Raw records
───

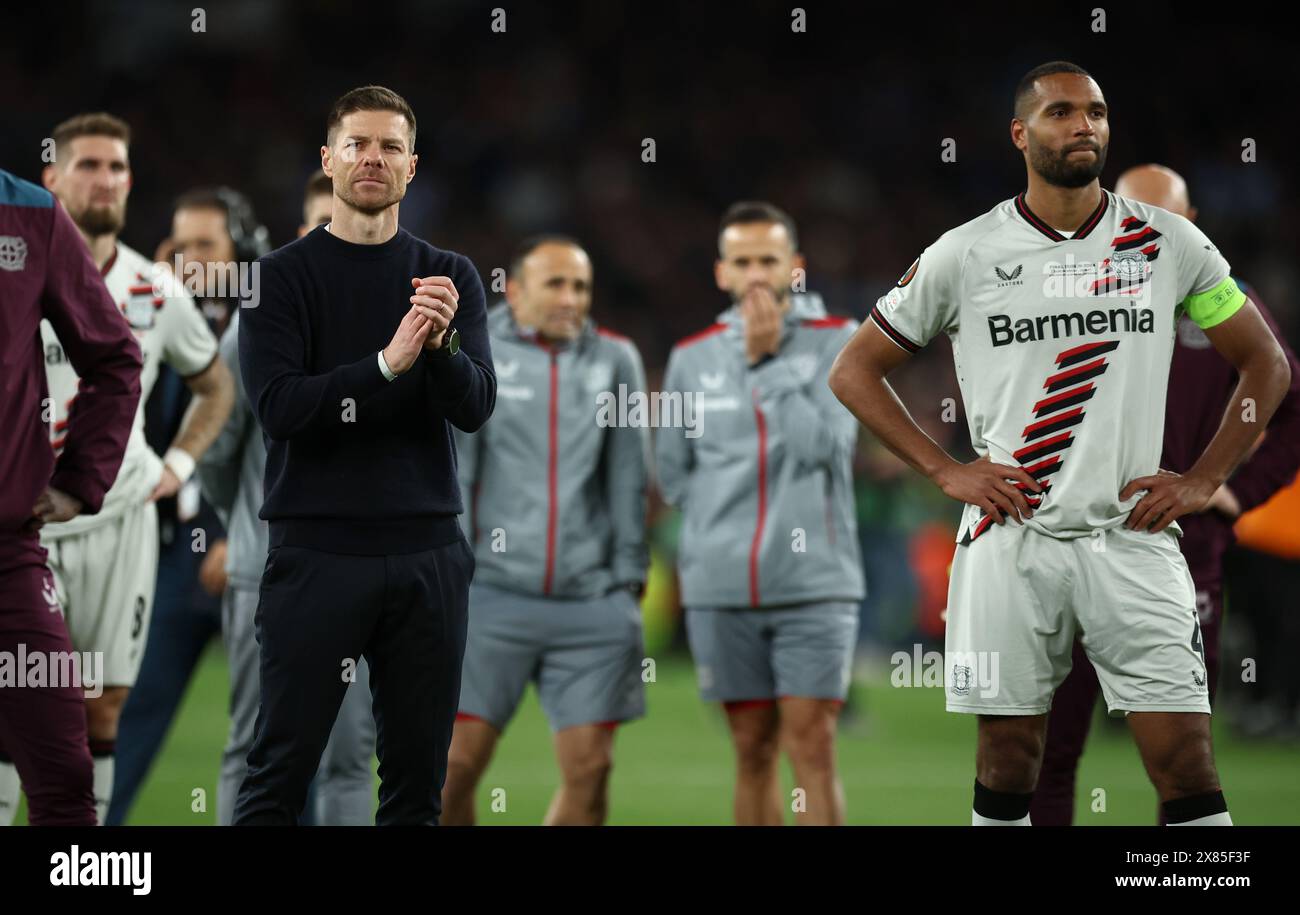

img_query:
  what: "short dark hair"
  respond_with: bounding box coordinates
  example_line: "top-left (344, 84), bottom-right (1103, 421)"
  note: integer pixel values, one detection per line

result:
top-left (325, 86), bottom-right (415, 149)
top-left (718, 200), bottom-right (800, 257)
top-left (1011, 60), bottom-right (1092, 121)
top-left (303, 169), bottom-right (334, 207)
top-left (49, 112), bottom-right (131, 162)
top-left (508, 231), bottom-right (586, 279)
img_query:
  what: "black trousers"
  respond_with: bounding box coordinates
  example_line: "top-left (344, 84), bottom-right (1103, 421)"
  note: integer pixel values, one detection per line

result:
top-left (234, 538), bottom-right (475, 825)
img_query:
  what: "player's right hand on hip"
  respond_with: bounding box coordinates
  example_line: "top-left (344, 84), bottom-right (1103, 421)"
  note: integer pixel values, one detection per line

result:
top-left (384, 305), bottom-right (433, 374)
top-left (935, 456), bottom-right (1043, 524)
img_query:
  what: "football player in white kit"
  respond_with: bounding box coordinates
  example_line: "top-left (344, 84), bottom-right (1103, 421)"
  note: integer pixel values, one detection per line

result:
top-left (831, 61), bottom-right (1290, 825)
top-left (0, 113), bottom-right (234, 823)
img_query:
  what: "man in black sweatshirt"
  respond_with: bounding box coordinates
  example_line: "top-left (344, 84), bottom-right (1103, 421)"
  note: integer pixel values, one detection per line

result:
top-left (234, 86), bottom-right (497, 825)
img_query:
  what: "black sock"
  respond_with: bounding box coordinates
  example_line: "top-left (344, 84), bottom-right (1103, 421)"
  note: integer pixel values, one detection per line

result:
top-left (1160, 790), bottom-right (1227, 825)
top-left (975, 779), bottom-right (1034, 821)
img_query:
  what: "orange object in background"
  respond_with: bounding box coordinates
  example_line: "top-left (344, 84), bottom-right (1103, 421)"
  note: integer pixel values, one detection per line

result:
top-left (907, 521), bottom-right (957, 638)
top-left (1230, 476), bottom-right (1300, 559)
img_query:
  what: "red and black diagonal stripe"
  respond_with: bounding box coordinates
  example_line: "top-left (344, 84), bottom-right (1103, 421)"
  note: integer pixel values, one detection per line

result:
top-left (962, 341), bottom-right (1119, 543)
top-left (1092, 216), bottom-right (1161, 295)
top-left (871, 305), bottom-right (920, 352)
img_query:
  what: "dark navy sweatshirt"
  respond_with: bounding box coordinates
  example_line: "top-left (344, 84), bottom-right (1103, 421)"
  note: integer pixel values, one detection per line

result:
top-left (239, 227), bottom-right (497, 555)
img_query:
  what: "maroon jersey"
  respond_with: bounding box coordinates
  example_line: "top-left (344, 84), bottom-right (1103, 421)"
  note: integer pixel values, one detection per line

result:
top-left (1160, 279), bottom-right (1300, 589)
top-left (0, 169), bottom-right (140, 535)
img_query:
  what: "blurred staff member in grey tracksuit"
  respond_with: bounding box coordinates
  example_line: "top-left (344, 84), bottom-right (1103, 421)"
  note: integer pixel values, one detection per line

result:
top-left (655, 203), bottom-right (865, 825)
top-left (198, 172), bottom-right (374, 827)
top-left (442, 235), bottom-right (650, 825)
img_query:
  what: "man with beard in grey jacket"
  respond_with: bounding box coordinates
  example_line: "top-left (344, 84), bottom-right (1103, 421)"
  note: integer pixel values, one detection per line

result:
top-left (442, 235), bottom-right (649, 825)
top-left (655, 201), bottom-right (865, 825)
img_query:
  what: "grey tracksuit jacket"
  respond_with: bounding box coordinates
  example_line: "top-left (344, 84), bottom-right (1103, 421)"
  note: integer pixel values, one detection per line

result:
top-left (454, 303), bottom-right (650, 598)
top-left (196, 309), bottom-right (268, 590)
top-left (655, 295), bottom-right (866, 607)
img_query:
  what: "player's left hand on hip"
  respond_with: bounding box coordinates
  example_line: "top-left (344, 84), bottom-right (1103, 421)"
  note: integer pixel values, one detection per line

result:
top-left (411, 277), bottom-right (460, 350)
top-left (1119, 470), bottom-right (1218, 534)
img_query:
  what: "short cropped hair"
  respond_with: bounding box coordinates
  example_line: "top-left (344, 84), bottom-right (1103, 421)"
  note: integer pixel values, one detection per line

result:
top-left (325, 86), bottom-right (415, 149)
top-left (1013, 60), bottom-right (1092, 121)
top-left (508, 233), bottom-right (586, 279)
top-left (718, 200), bottom-right (800, 257)
top-left (49, 112), bottom-right (131, 162)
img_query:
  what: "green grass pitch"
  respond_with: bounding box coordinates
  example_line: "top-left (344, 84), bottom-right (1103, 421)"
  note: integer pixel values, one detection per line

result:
top-left (20, 643), bottom-right (1300, 825)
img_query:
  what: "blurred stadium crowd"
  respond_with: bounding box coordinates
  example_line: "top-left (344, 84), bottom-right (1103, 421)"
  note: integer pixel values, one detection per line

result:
top-left (0, 0), bottom-right (1300, 805)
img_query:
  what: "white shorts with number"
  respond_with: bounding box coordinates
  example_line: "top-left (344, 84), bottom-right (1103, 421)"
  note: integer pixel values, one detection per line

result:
top-left (42, 502), bottom-right (159, 686)
top-left (944, 521), bottom-right (1210, 715)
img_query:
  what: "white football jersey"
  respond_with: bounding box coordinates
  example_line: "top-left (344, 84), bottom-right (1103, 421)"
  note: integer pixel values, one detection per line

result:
top-left (871, 191), bottom-right (1245, 542)
top-left (40, 242), bottom-right (217, 538)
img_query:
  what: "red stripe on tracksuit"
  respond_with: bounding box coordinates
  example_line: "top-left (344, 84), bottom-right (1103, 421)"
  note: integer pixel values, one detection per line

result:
top-left (749, 393), bottom-right (767, 607)
top-left (542, 350), bottom-right (560, 594)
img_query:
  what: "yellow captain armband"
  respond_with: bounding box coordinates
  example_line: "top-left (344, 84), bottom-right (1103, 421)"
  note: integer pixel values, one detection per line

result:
top-left (1182, 277), bottom-right (1245, 330)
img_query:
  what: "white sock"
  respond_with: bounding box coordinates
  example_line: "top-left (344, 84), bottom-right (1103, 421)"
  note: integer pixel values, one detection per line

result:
top-left (1169, 810), bottom-right (1232, 827)
top-left (971, 810), bottom-right (1030, 827)
top-left (0, 763), bottom-right (22, 827)
top-left (94, 754), bottom-right (114, 825)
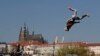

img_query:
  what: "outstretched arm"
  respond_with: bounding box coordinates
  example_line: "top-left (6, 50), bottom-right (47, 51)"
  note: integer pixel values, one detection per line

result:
top-left (81, 14), bottom-right (89, 20)
top-left (68, 7), bottom-right (77, 15)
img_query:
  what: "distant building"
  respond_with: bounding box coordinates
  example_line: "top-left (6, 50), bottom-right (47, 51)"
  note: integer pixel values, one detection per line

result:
top-left (19, 24), bottom-right (47, 43)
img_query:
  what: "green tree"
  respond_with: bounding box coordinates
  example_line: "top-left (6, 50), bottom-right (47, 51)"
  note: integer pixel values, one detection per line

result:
top-left (57, 44), bottom-right (90, 56)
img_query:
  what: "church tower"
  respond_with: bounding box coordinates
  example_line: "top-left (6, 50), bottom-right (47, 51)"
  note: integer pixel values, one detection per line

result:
top-left (19, 23), bottom-right (29, 41)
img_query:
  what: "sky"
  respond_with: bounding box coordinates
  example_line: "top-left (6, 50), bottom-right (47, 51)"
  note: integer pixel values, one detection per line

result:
top-left (0, 0), bottom-right (100, 43)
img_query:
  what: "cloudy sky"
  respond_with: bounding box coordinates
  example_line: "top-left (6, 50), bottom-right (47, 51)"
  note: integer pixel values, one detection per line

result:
top-left (0, 0), bottom-right (100, 42)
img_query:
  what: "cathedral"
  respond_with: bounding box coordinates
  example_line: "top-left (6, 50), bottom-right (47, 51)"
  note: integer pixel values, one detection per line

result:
top-left (19, 24), bottom-right (47, 43)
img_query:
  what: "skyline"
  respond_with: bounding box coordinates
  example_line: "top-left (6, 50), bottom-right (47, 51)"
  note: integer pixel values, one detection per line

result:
top-left (0, 0), bottom-right (100, 42)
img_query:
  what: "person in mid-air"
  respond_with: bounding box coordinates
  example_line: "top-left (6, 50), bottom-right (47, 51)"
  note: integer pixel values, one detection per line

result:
top-left (64, 8), bottom-right (89, 31)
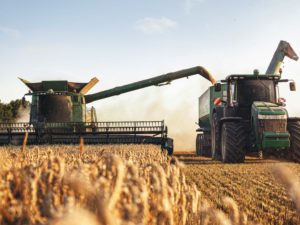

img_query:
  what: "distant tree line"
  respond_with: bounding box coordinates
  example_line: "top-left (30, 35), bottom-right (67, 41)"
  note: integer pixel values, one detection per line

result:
top-left (0, 99), bottom-right (30, 123)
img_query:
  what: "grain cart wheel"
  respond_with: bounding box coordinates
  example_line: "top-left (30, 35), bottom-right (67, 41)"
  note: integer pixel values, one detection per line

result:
top-left (196, 134), bottom-right (204, 156)
top-left (221, 122), bottom-right (246, 163)
top-left (288, 121), bottom-right (300, 162)
top-left (211, 113), bottom-right (221, 160)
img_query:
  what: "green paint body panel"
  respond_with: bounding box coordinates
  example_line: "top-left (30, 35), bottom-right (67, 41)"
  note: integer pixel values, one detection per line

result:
top-left (251, 102), bottom-right (290, 151)
top-left (261, 132), bottom-right (290, 149)
top-left (21, 66), bottom-right (214, 123)
top-left (198, 75), bottom-right (290, 152)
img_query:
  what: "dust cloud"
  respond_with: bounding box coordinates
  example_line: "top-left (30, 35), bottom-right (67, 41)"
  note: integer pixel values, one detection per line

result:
top-left (93, 78), bottom-right (209, 151)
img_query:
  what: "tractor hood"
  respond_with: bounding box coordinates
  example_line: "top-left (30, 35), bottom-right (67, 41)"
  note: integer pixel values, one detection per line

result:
top-left (252, 102), bottom-right (287, 119)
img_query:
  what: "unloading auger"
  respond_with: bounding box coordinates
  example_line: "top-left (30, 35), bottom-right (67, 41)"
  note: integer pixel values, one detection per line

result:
top-left (0, 66), bottom-right (216, 154)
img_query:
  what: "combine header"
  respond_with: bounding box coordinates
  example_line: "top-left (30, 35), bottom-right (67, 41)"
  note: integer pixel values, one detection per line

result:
top-left (0, 66), bottom-right (215, 154)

───

**DO THIS:**
List every line in the records above that contains the string "jersey".

**FULL SOLUTION:**
  what: "maroon jersey"
  what: "white football jersey"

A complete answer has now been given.